━━━━━ Extract provided ━━━━━

How conservatives can lead on K-12
America’s schools face unprecedented challenges. Massive learning loss followed a decade of academic stagnation. Parents say they want more options and schools are scrambling to find staff. There’s a lot of work to be done.
Yet, when it comes to K–12 schooling, conservatives have been far better at explaining what we oppose than what we favor. Indeed, it can seem like the list of what we’re for can begin and end with “school choice.” That’s a good start, but it’s not enough — for families, communities, or conservatives hoping to reassure voters they’re more focused on practical solutions than MAGA performance art.
The irony is that the right is well-positioned to lead on education. The left’s intimate ties with unions, public bureaucracies, and higher education have turned it into the apologist and paymaster for the education establishment. The right, meanwhile, is free to reimagine institutions and arrangements in ways the left is not.
Moreover, as the left has found itself defending woke excesses, conservatives are put in the position to defend broadly shared values — speaking up for all those who don’t think America was founded as a “slavocracy,” who don’t think personal responsibility is a legacy of “white supremacy culture,” or who reject schemes to cut parents out of sensitive conversations around students’ gender identity.
In short, a commitment to educational excellence and core values should proceed hand-in-hand, precisely because those who’d use schools to promote ideological agendas are a threat to rigorous learning and respectful discourse.
How to do that?
Well, there’s a lot to do, but here are four places conservatives should start — recently outlined in a new volume of conservative policies from the American Enterprise Institute, “American Renewal” — in addition to school choice.
Promote transparency and accountability
Choice empowers parents. So does information.
Parents need more visibility into how schools are doing.
During the pandemic, for instance, state assessments proved invaluable in showing the devastating consequences of school closures. Maintaining and improving state assessments for reading and math are essential places to start. But transparency regarding academic outcomes is only the beginning.

━━━━━

__What needs to be done__.
Pick up the article on conservatives and K-12 education where it stops, and keep writing it in the same voice.

━━━━━ Information shown ━━━━━

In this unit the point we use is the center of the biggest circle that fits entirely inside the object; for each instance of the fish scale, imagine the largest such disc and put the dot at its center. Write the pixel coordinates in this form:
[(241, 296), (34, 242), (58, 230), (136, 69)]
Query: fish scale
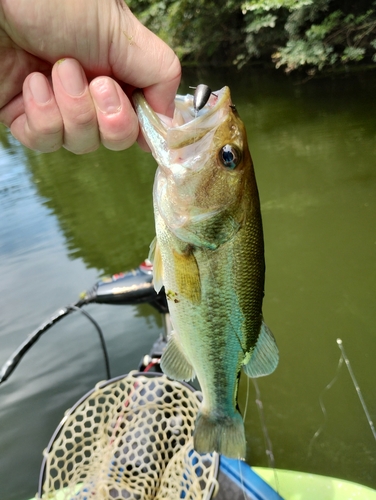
[(209, 256)]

━━━━━

__Answer area__.
Another crucial kind of transparency is curricular transparency, which enables parents to see what’s being taught. Today, it can be remarkably difficult for a parent to find out, with parental requests for information too often met by vague or misleading “frameworks,” bureaucratic resistance, onerous record request fees, or even lawsuits filed by school districts or teacher unions.
States should ensure that parents can access curricula at the beginning of the school year, before they enroll their children, an approach which also promises to minimize clashes during the school year.
Embrace excellence
If we’re serious about combating learning loss, schools need to get serious about instruction.
Schools need to embrace the science of reading and ditch the half-baked foolishness that often masquerades as reading instruction. In an era of ubiquitous remote learning, every qualified high school student should have access to a full suite of Advanced Placement offerings.
It’s especially challenging to attract teachers equipped to teach science, math, or computing — largely because they have exceptionally lucrative nonteaching opportunities; respect for labor force realities would suggest altering salary schedules accordingly.
State and school system leaders should prioritize expanding the International Baccalaureate program, K–8 gifted offerings, and high-caliber opportunities in areas such as robotics and music — and incorporate information on local offerings, the number of participating students, and the relevant outcomes into state reporting systems.
Get serious about career and technical education (CTE)
Apprenticeship and career and technical education programs can engage students and expose them to exciting professional opportunities. Dual-enrollment options allow high school students to enroll in postsecondary courses — either at a local campus or remotely — to accrue college credits, reduce the cost of a degree, and explore intellectual challenges beyond those available on a high school campus.
State and federal officials can emphasize the importance of CTE and help remove bureaucratic and logistical impediments that otherwise get in the way. One promising model is Louisiana’s “Fast Forward” program, featuring fast-track professional certifications created by partnerships between school systems, business, and community college.
Teacher pay and professionalism
Everybody thinks teachers should earn more. After all, after-inflation teacher pay hasn’t budged for a half-century — even as real per-pupil spending has more than tripled.
That’s because schools have added teachers and nonteaching staff a lot faster than they’ve added kids.
To really boost pay, we need to stop adding bodies and start rethinking what teachers do. In a well-run auto repair shop, for instance, someone other than a skilled mechanic spends time filling out paperwork and negotiating with insurance companies. Schools could benefit from that same good sense, ensuring that skilled teachers spend more time on things that matter for kids.
Ventures like New York–based “New Classrooms” or Charlotte-based “Opportunity Culture” offer intriguing models that can lead to dramatically higher teacher pay and the chance for effective, experienced teachers to spend more time putting their skills to work and taking control of their professional path.
For decades, Democrats have enjoyed a sizable advantage on education policy.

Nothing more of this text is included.